Requirement 1: Summarize the abstract on adenoviral preterminal protein in two sentences.
Requirement 2: Carry on the abstract on adenoviral preterminal protein from the end of its methods section.

Document passage:
:::

Preterminal protein, the achilles heel of adenoviridae: Implications for adenoviral infections

Abstract

BACKGROUND

Adenoviruses pose a serious health risk particularly in the absence of any clinically approved treatment. As adenoviral infections are quite frequent and recent outbreaks manifest more virulent variant strains, the need to develop an effective treatment remains a priority. The adenoviral protein, preterminal protein (pTP), is one of the key common products of the viral lifecycle as it is necessary to initiate viral replication and hence the infection process. This makes pTP a potential chemotherapeutic target in the search for and development of an effective treatment for adenoviral induced infections. Here we report, for the first time, that glycosylation of pTP in situ prevents binding to ssDNA in vitro.

AIM

To explore whether specific structural tailoring of the adenoviral protein pTP, imparts the potential to scupper the viral replication process.

METHODS

All chemicals used were of reagent grade. Overexpression of pTP was achieved using the ‘BAC to BAC’ expression system. The presence and relative concentration of the protein was determined throughout the incubation period by the Bradford assay. The pTP was identified by MALDI-TOFF and sodium dodecyl sulphate polyacrylamide gel electrophoresis. For the removal of the aminosugar, a deglycosylase enzyme kit from PROZYME was used. Purification of cloned pTP (6xHis) was done with a ssDNA cellulose column followed by a Ni-NTA column. His-tags were excised with the Tobacco etch virus protease. Protein fractionation was performed with a fraction collector coupled to a UV detector (280 nm) from Pharmacia.

:::

[Natural-language object grounding data]
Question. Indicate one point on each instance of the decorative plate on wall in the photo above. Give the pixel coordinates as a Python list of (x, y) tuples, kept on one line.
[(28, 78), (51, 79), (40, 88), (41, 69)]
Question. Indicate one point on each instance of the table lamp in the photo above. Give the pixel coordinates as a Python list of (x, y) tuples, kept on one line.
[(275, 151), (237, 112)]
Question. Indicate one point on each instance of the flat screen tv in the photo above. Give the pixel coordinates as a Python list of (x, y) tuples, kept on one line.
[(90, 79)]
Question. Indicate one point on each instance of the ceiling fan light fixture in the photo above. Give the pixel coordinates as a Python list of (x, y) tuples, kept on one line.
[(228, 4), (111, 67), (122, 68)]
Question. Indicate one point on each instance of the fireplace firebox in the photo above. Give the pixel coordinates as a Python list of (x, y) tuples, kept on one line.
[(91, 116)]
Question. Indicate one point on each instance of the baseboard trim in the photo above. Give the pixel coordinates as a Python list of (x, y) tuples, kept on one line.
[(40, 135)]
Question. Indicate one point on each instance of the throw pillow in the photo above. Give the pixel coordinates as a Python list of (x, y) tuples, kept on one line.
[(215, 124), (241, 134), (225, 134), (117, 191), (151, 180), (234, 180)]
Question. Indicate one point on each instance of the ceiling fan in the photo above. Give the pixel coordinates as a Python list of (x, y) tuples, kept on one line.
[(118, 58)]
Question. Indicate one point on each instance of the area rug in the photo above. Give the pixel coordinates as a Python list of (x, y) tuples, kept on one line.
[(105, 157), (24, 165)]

:::

Exercise result 1: Adenoviruses pose a serious health risk with no clinically approved treatment, and because preterminal protein (pTP) is necessary to initiate viral replication, it is a potential chemotherapeutic target. The study reports for the first time that glycosylation of pTP in situ prevents its binding to ssDNA in vitro, working with pTP overexpressed through the BAC to BAC system, identified by MALDI-TOFF and SDS-PAGE, and purified on ssDNA cellulose and Ni-NTA columns.

Exercise result 2:
RESULTS

The pTP overexpressed in insect cells (Spodoptera frugiperda) (> 96 hours), is unable to bind to ssDNA in vitro. Treatment of this unbound protein with a deglycosidase enzyme that is specific for the removal of truncated unsubstituted O-linked Galβ(1-3)GalNAc-α1 disaccharides bound to Thr or Ser in a glycoprotein, restores binding to ssDNA. Data is presented as a linegraph for both the glycosylated and the deglycosylated proteins. Each point represents the mean of triplicate experiments (from different batches). Means and standard deviation were calculated and plotted on a line graph (with error bars).

CONCLUSION

The finding that glycosylation of cloned pTP in situ prevents binding to ssDNA in vitro could aid in the development of an effective treatment of adenoviral infections and/or as an adjunct to complement other anti-adenoviral chemotherapeutic strategies.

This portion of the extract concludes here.